----- Passage provided

I also suggest getting into a Victorian frame of mind by having lunch at Goddard's Pie Shop, which has been serving pie and mash since 1890. After a cheese and onion pie and mash (with liquor) and a bottle of London Pride, I was ready to go.


A big theme of the exhibition is that this is a story about 129 individual lives – men and boys who'd left families and friends at home, anxiously waiting for news. In front of the museum, there's a mass of banners, each representing a member of the lost expedition. The design is based on a sledge flag made by Lady Jane Franklin for one of the search expeditions, and carries the inspirational motto, 'Hope On Hope Ever'.



We looked for Harry Goodsir and found him. 


The first thing you see on going in is a single shoe, lined with sealskin for additional warmth. Here's a screenshot from a youtube video in which Marc-Andre Bernier (Underwater Archaeology Manager for Parks Canada) talks about the shoeI love the way that the exhibition allows the visitor the space to focus on individual objects like this.
 

THE ICY WORLD OF THE INUIT

We move from this dark space into a bright room, with projections of Arctic scenery on the walls. This represents the world of the Inuit. In the centre, there's a magnificent kayak and two sets of fur clothing. Gathered around is a collection of beautifully made tools, which the Inuit made from knives, files, copper and wood found in Franklin's camps. The one you can see here is a snow knife, used to cut blocks of snow to make igloos. Its blade is from a table knife made by Wigfall and Company of Sheffield. The explorer John Rae bought this knife in 1854 in Repulse Bay from some Inuit who told him the fate of the expedition. With one of these knives, an Inuk could make a shelter in minutes, and one much warmer than the flimsy tents that the Naval explorers carried with them. Imagine the story this knife could tell!


Meeting koblunas, as the Inuit called white people, was such an extraordinary event that stories of encounters were preserved for generations. Charles Francis Hall, searching in the 1860s for news of Franklin's men, was astounded to hear Inuit stories of Sir Martin Frobisher's three voyages to Baffin Island in 1576-8. The exhibition has two recordings of modern Inuit retellings of encounters, one with Frobisher's expedition, and the other with some of the last survivors of Franklin's expedition. This is the story of the Washington Bay encounter, told to John Rae in 1854, to Charles Francis Hall in 1869, to Frederick Schwatka in 1879, and to Knud Rasmussen in the 1920s. Here's how the story begins in Hall's version.


The modern account of this is a recording of Mark Tootiak, who was interviewed by Dorothy Harley Eber in 1999. I was struck by one extraordinary detail. Seeing the koblunas approach wearing such thin clothing, the Inuit feared that they would want to steal their fur parkas. So they took them off and hid them in their igloo! I've never heard that before. Could it be the way the story has grown?



THE WOODEN WORLD OF THE SHIPS

Unlike the Inuit, who adapted themselves to the Arctic environment, Naval expeditions took their environment with them in this case, two converted bomb vessels called Erebus and Terror. So we move from the Inuit world into this Victorian British world – to a long room, painted brown, which has the internal dimensions of the lower deck on Franklin's ships. A table, the same size as the table in Franklin's cabin, has a computer graphic showing the mapping of the Canadian Arctic from Frobisher's voyages to the eve of Franklin's expedition in 1845. Only a tiny part of the puzzle was left to be filled in.

----------
----- The data

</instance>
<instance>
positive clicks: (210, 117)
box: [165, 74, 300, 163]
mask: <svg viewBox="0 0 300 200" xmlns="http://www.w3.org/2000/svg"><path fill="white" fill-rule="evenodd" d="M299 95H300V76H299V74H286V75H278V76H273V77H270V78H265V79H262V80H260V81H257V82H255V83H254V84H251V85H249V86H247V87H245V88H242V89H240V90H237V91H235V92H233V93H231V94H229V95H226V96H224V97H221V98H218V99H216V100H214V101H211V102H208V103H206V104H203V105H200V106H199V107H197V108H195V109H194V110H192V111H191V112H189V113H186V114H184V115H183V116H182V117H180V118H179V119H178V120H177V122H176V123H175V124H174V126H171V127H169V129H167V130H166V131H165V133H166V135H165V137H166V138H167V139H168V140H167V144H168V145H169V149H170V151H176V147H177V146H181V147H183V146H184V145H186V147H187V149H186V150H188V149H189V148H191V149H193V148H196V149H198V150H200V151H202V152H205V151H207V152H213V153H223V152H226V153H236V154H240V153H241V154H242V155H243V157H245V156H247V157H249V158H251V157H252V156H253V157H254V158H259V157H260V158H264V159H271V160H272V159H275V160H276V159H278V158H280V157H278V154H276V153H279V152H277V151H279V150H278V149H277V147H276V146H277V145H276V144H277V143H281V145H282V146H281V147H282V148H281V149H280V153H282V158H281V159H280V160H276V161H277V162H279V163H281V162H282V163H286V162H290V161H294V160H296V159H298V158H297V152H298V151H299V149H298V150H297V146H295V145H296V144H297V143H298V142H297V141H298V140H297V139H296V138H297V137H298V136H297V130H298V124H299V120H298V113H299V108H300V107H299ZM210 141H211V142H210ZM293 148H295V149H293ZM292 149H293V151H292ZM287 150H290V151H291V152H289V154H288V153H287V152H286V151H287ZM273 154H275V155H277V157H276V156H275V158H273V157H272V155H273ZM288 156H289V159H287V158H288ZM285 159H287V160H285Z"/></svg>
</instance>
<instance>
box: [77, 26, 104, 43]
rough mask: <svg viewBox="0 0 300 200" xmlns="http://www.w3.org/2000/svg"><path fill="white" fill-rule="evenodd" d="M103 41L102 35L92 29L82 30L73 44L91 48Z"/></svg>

----------

Exercises:
1) In the Franklin exhibition write-up, turn the paragraph beginning "We move from this dark space" into a short bulleted list that keeps its main facts.
2) According to the Franklin exhibition write-up, who heard the story of the Washington Bay encounter, and in what year or decade did each hear it?
3) Pick up the Franklin exhibition write-up after its last sentence and keep it going.
The lines have nothing to do with the tasks here.

List of answers:
1)
- A bright room with Arctic scenery projected on the walls represents the world of the Inuit.
- At its center are a kayak and two sets of fur clothing.
- Around them are tools the Inuit made from knives, files, copper and wood found in Franklin's camps.
- One is a snow knife for cutting blocks of snow to build igloos. Its blade comes from a table knife made by Wigfall and Company of Sheffield.
- John Rae bought the knife in 1854 in Repulse Bay from Inuit who told him what happened to the expedition.
- With such a knife, an Inuk could build a shelter in minutes, and it was far warmer than the Navy explorers' flimsy tents.

2)
- John Rae, 1854
- Charles Francis Hall, 1869
- Frederick Schwatka, 1879
- Knud Rasmussen, the 1920s

3)
Franklin had no way of knowing that this area contains a deadly trap. A mass of ice, from the Beaufort Sea to the Northwest, is funnelled by currents here, piling up in the Victoria Channel to the west of Boothia. Ryan Harris, who found HMS Erebus, told the New York Times, 'Franklin and his men were doomed the moment they received orders from the Admiralty. He followed those orders to a T and into the worst choke point in the Arctic Archipelago.’ 

This was the best equipped expedition the Navy had ever sent to the Arctic.  Erebus and Terror, already massively strong ships, had their hulls doubled in thickness and bows reinforced with iron plates.  They were fitted with railway steam engines and retractable propellors, to give them extra push in ice breaking. An air based heating system kept the lower deck, where everybody lived, warm. Each ship carried a library, of 1,200 (Terror) and 1,700 (Erebus) books, including bound copies of Punch, and every book written on the Arctic. They had two mechanical hand organs, which could play 50 tunes, including ten hymns (it's a shame the exhibition doesn't play examples). The officers had their own monogrammed silver cutlery and fashionable willow pattern tableware. There was three years worth of food, much of it canned. You can read the list of HMS Terror's provisions here.

HMS Erebus also carried a daguerreotype camera, which had only been invented in 1839. Before sailing, the senior officers posed on deck for Richard Beard to take portraits of them. In his book, Finding Franklin, Russell Potter suggests that Harry Goodsir would have been responsible for taking photographs on the expedition.


I was excited to see, beside the Victorian model of HMS Erebus, a new model of HMS Terror, whose construction I've been following on the excellent blog of its builder, Ship Modeller. It has exquisite details, including the propellor, and the Preston Patent Illuminators and glass prisms set into the deck to let in light. Later in the exhibition, we get to see one of these illuminators, from HMS Erebus. On his blog, Ship Modeller reveals

'My version of Terror is modeled at the standard 1:48 Admiralty scale, the same as the builder’s model of Erebus....I had measured, scaled, remeasured, and measured again to ensure the scale and dimensions were correct, but I still worried that something was amiss. I had nightmares that museum staff would open the packing crate only to find that my Terror was larger than Erebus, or had the wrong bow shape, or some other fatal flaw.' 

The gallery looks at what life would have been like on board the ships. During the long winters, the crews would put on theatrical entertainments, and there are posters of these from other expeditions.  Arctic newspapers were produced on board, and there were slates so that illiterate sailors could be taught to read and write. We learn of the pet monkey, Jacko, a gift from Lady Franklin.


On 19 May 1845, cheering crowds watched the ships set off from Greenhithe, just down river from Greenwich. They were towed out to sea by the steam-powered sloop HMS Rattler.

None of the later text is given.